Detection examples
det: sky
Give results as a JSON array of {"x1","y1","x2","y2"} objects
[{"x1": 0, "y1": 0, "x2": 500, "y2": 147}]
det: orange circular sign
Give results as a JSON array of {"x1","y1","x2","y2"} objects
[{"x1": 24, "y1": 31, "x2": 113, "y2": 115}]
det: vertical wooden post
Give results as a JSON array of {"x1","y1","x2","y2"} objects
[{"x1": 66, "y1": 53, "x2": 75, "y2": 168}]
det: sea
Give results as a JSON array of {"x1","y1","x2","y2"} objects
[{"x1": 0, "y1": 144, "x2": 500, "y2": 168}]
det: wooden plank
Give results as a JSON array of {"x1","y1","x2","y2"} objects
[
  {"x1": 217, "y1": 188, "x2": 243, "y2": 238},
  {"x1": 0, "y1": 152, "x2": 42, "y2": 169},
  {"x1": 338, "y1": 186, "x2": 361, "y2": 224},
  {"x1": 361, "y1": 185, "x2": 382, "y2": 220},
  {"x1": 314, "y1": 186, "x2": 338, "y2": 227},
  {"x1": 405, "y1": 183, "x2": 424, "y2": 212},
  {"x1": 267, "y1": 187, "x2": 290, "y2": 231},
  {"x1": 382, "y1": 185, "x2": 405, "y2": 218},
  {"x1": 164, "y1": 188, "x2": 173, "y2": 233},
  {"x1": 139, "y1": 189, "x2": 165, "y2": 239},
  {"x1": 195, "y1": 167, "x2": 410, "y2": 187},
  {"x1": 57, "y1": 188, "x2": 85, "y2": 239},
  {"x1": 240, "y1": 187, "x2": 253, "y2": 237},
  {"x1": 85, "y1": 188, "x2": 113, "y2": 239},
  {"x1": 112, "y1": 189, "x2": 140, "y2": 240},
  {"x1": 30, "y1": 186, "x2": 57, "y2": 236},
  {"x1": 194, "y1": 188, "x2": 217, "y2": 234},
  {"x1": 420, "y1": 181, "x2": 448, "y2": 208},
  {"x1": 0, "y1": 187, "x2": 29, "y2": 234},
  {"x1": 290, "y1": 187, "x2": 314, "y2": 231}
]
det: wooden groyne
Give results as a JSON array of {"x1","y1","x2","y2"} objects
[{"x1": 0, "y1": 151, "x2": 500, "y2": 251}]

• [Task]
Rewrite the part that opens with the line containing "det: wooden groyne" and closes at the end of the items, putting "breakwater" in place of "groyne" and leaving everything else the same.

• [Solution for this task]
det: wooden breakwater
Give results as a JSON array of {"x1","y1","x2","y2"} objects
[{"x1": 0, "y1": 151, "x2": 500, "y2": 251}]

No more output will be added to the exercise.